## [Selected passage]
>>

By Lt. M. Rustin English, MSC
I remember it well; the image of the second plane hitting the World Trade Center forever changed my outlook on the world. I had just started my first semester in Mercer’s Stetson School of Business after spending my first year Pre-med – I had realized that our medical capability had outpaced the design of our system(s).
The transition to Health Care Administration came naturally, as my passion to “build a better mousetrap” for healthcare delivery was immediately captured. Following the footsteps and mentorship of a close friend, Tim Slocum, I attended the University of Alabama at Birmingham (UAB), and earned a Masters in Business Administration (MBA) in 2006), and Masters in Science of Health Care Administration in 2007.

<<

## [Source data]
>>

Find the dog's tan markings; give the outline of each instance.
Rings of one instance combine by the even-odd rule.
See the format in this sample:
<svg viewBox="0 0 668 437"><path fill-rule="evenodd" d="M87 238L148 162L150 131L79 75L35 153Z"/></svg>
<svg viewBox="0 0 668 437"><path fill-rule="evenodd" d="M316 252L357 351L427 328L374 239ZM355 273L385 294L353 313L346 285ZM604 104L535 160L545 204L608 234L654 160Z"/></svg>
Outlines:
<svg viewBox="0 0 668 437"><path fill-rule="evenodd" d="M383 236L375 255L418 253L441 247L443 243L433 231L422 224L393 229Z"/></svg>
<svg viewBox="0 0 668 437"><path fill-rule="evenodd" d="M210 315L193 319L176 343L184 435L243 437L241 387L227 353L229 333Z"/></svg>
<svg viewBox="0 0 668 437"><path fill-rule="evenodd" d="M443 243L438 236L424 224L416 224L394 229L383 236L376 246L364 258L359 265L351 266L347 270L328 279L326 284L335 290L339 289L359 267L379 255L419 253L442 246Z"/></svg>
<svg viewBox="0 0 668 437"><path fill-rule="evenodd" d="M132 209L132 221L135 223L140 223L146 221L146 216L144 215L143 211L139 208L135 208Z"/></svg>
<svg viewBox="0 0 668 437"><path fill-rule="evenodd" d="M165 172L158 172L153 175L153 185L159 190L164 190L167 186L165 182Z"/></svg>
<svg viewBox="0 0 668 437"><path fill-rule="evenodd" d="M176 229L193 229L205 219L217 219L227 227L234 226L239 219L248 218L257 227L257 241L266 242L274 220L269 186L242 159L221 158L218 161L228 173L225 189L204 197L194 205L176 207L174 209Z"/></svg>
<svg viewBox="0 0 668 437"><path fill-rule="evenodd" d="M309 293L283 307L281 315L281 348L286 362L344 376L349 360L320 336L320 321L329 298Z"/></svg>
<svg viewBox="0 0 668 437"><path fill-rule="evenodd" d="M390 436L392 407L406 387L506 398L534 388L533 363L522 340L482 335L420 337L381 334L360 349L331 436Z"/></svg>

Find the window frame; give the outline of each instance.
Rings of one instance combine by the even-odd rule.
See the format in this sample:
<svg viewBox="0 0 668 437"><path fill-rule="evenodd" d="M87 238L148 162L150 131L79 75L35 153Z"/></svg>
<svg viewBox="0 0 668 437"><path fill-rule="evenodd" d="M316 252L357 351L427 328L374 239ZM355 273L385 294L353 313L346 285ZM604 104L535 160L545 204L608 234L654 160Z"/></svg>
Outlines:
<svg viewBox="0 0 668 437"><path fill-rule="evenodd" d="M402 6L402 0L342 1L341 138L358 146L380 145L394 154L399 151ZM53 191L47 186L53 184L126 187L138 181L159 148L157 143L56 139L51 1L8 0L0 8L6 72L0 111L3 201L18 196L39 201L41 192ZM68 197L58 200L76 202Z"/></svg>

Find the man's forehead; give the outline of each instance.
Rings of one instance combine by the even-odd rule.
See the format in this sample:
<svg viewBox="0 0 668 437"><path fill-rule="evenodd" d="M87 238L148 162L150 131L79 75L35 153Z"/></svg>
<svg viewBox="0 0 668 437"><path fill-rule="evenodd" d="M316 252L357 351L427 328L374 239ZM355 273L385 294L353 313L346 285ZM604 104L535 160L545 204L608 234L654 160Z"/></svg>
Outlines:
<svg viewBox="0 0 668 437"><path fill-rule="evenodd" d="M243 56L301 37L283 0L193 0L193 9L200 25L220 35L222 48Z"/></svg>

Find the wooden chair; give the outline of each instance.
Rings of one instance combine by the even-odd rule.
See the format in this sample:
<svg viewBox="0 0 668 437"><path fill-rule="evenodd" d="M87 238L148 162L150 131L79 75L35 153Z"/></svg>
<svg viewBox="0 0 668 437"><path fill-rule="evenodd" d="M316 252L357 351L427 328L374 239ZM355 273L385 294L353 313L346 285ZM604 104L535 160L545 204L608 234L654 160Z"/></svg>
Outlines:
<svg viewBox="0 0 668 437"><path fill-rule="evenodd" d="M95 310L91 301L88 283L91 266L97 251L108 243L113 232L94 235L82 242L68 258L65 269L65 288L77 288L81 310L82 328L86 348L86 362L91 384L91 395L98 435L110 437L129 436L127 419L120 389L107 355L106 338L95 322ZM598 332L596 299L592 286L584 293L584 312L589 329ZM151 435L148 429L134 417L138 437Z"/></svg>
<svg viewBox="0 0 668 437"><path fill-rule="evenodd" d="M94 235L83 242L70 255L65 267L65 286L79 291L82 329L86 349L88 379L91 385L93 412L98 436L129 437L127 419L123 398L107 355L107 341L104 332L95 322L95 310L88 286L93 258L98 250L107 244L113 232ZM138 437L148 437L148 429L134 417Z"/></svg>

<<

## [Work to complete]
a - Print the health care administration passage word for word, beginning at the words "By Lt. M. Rustin" and stopping after "Administration in 2007.".
b - Answer these questions from the health care administration passage:
(i) In which school at Mercer did the writer begin a first semester?
(ii) Which degree did the writer earn in 2007?
(iii) Whose footsteps and mentorship did the writer follow?

## [Task-by-task solutions]
a -
By Lt. M. Rustin English, MSC
I remember it well; the image of the second plane hitting the World Trade Center forever changed my outlook on the world. I had just started my first semester in Mercer’s Stetson School of Business after spending my first year Pre-med – I had realized that our medical capability had outpaced the design of our system(s).
The transition to Health Care Administration came naturally, as my passion to “build a better mousetrap” for healthcare delivery was immediately captured. Following the footsteps and mentorship of a close friend, Tim Slocum, I attended the University of Alabama at Birmingham (UAB), and earned a Masters in Business Administration (MBA) in 2006), and Masters in Science of Health Care Administration in 2007.

b -
(i) Mercer's Stetson School of Business
(ii) A Masters in Science of Health Care Administration
(iii) Tim Slocum, a close friend